**Directive:** Copy out every row below with all of its lines, and adjust each coordinate in the answers by adding -84 to it. Omit the pictures from your answer.

--- BEGIN Supplied material ---

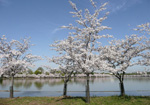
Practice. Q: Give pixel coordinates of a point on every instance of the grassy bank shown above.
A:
(111, 100)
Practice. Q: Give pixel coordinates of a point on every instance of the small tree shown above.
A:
(64, 61)
(14, 58)
(122, 54)
(85, 36)
(39, 70)
(145, 29)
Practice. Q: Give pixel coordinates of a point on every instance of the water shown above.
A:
(108, 86)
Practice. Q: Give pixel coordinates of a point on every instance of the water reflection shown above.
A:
(132, 85)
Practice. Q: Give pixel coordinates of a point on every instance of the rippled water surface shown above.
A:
(98, 86)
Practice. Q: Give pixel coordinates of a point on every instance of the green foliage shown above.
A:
(47, 73)
(37, 72)
(111, 100)
(30, 71)
(40, 70)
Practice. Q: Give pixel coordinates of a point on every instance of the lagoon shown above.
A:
(104, 86)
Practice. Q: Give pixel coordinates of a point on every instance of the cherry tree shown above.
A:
(64, 61)
(14, 58)
(86, 36)
(145, 29)
(121, 54)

--- END Supplied material ---

**Solution for this problem:**
Practice. Q: Give pixel coordinates of a point on every instance of the grassy bank shown above.
A:
(27, 16)
Practice. Q: Give pixel coordinates of a point on every instance of the small tree shown above.
A:
(-20, -23)
(-70, -26)
(38, -30)
(1, -48)
(-45, -14)
(61, -55)
Practice. Q: Give pixel coordinates of a point on every instance of the water shown above.
A:
(24, 2)
Practice. Q: Give pixel coordinates of a point on every instance of the water reflection shown above.
A:
(48, 1)
Practice. Q: Give pixel coordinates of a point on every instance of the rippled water surface shown above.
A:
(14, 2)
Practice. Q: Give pixel coordinates of a point on every instance of the green foliage shown above.
A:
(-37, -11)
(-47, -12)
(27, 16)
(-54, -13)
(-44, -14)
Practice. Q: Give pixel coordinates of a point on every instance of the lagoon shown above.
A:
(20, 2)
Practice. Q: Give pixel coordinates of a point on every instance of the cherry tree shown above.
A:
(-20, -23)
(-70, -26)
(2, -48)
(61, -55)
(37, -30)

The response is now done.